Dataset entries
◆ ◆ ◆ ◆ ◆

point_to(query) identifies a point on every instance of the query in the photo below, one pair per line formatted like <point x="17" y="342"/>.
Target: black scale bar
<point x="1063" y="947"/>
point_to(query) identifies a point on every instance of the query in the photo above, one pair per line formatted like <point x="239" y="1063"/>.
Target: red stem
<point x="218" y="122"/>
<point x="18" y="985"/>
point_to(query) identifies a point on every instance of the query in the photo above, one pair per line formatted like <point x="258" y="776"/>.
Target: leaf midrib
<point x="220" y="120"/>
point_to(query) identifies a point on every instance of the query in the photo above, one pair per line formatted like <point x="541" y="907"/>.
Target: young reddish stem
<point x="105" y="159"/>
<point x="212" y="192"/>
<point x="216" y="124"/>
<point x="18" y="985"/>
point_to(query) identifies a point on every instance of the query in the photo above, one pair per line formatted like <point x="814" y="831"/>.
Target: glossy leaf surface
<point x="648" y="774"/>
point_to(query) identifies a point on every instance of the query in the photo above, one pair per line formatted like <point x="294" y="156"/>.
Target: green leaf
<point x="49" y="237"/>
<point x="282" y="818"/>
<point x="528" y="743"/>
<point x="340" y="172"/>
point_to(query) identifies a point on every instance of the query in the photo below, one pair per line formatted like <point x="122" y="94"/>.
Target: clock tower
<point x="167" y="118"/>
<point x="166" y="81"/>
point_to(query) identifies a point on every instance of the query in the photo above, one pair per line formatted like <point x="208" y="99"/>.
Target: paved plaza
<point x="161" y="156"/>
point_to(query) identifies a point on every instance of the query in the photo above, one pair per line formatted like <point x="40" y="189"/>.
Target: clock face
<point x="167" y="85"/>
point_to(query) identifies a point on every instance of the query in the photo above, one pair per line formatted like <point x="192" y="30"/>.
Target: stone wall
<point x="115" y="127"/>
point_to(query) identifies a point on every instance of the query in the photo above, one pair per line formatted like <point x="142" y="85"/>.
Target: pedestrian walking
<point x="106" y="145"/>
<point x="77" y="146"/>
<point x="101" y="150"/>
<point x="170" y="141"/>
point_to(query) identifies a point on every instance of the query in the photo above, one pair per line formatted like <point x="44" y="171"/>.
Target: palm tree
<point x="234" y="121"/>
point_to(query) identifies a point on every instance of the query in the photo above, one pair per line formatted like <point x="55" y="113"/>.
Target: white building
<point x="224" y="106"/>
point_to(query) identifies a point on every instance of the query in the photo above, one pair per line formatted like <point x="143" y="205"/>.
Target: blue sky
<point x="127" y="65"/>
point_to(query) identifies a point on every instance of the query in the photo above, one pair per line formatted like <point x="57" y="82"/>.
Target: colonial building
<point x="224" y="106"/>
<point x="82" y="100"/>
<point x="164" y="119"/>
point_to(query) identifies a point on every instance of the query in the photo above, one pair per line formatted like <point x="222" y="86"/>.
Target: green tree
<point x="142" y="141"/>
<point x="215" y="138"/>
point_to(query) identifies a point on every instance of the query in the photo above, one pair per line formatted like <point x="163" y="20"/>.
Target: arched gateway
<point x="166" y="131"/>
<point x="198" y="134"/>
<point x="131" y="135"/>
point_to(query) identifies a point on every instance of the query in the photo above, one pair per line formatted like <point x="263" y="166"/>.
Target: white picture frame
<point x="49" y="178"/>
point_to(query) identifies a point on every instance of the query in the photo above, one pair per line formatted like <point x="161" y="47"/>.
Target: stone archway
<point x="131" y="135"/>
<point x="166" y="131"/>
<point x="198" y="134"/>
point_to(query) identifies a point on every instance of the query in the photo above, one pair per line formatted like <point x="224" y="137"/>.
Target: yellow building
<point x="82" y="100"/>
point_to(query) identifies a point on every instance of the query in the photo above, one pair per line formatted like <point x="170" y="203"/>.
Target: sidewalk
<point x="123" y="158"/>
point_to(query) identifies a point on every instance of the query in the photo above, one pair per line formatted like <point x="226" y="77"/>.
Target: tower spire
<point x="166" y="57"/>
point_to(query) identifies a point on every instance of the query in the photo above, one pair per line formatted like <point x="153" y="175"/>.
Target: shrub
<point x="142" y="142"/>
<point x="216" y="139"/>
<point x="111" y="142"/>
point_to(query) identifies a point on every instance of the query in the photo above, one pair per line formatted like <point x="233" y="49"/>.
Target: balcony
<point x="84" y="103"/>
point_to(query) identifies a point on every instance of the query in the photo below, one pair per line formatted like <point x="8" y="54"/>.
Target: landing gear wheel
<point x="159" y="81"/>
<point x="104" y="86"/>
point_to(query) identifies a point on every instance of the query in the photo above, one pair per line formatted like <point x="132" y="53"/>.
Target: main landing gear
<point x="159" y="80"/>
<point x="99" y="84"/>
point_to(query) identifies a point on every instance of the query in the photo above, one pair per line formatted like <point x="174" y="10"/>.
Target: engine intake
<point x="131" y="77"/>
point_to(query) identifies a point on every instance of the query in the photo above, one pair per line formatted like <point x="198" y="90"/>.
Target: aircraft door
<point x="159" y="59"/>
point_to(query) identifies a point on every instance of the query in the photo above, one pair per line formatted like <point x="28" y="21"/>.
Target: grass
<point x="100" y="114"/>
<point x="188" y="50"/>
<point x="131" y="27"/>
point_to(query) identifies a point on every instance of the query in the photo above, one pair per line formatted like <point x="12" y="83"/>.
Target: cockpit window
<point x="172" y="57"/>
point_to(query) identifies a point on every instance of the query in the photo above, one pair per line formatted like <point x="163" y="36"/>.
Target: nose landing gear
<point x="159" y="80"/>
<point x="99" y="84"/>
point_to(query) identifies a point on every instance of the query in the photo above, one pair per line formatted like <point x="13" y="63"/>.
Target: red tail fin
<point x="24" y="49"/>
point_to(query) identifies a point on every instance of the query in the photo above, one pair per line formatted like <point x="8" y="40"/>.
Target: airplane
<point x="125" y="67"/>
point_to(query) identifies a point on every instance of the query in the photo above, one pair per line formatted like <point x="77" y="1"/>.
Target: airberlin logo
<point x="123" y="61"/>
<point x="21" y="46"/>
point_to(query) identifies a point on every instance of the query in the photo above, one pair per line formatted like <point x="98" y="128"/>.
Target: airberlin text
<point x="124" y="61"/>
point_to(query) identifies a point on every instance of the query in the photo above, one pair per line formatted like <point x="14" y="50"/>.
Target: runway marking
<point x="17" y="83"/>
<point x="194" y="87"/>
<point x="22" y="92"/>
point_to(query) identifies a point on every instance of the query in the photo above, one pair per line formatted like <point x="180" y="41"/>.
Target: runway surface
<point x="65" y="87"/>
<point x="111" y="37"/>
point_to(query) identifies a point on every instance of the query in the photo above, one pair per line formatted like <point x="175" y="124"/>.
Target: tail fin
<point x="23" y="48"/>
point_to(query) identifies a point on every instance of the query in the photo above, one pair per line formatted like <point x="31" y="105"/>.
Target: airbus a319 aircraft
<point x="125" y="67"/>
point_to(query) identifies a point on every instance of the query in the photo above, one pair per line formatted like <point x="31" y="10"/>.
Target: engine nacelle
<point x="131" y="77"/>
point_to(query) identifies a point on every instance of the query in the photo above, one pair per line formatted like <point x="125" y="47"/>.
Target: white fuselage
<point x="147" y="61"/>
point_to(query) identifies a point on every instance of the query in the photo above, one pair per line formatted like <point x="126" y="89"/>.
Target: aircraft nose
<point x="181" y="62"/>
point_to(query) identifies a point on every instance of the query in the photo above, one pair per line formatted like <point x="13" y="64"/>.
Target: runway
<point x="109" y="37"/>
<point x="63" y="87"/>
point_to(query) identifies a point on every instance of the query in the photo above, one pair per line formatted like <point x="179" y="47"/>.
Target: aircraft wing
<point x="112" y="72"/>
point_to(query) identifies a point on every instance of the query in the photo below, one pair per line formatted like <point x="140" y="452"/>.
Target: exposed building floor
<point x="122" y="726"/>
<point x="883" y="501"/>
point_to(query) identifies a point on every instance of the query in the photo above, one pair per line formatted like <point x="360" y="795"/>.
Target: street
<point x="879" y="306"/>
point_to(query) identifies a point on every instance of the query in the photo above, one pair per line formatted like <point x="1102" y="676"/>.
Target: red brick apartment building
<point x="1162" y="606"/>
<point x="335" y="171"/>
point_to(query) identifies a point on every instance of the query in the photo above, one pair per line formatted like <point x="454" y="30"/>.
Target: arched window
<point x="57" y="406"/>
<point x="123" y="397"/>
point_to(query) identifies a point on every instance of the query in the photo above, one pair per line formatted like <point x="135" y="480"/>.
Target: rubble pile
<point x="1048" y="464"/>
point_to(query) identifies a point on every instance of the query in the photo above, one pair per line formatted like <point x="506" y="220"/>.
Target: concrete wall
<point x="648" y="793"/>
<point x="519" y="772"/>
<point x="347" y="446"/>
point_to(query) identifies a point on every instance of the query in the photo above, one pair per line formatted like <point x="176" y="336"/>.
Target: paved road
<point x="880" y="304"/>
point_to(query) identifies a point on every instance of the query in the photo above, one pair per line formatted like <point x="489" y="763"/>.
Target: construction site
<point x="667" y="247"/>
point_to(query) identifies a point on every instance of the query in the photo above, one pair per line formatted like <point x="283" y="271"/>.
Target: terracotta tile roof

◆ ◆ ◆ ◆ ◆

ACTIVITY
Go through the lines above. Select every one that has the string "below".

EXPECTED OUTPUT
point_to(query) identifies a point on every instance of the query in the photo below, one pair per line formatted like <point x="17" y="342"/>.
point_to(query) identifies a point on every instance of the query in the photo below, one pair per line formatted like <point x="122" y="94"/>.
point_to(query) identifies a point on every instance of the query in the photo below, one pair per line formatted like <point x="8" y="54"/>.
point_to(query) identifies a point on every instance of the query in the photo below, one pair per line formatted like <point x="140" y="452"/>.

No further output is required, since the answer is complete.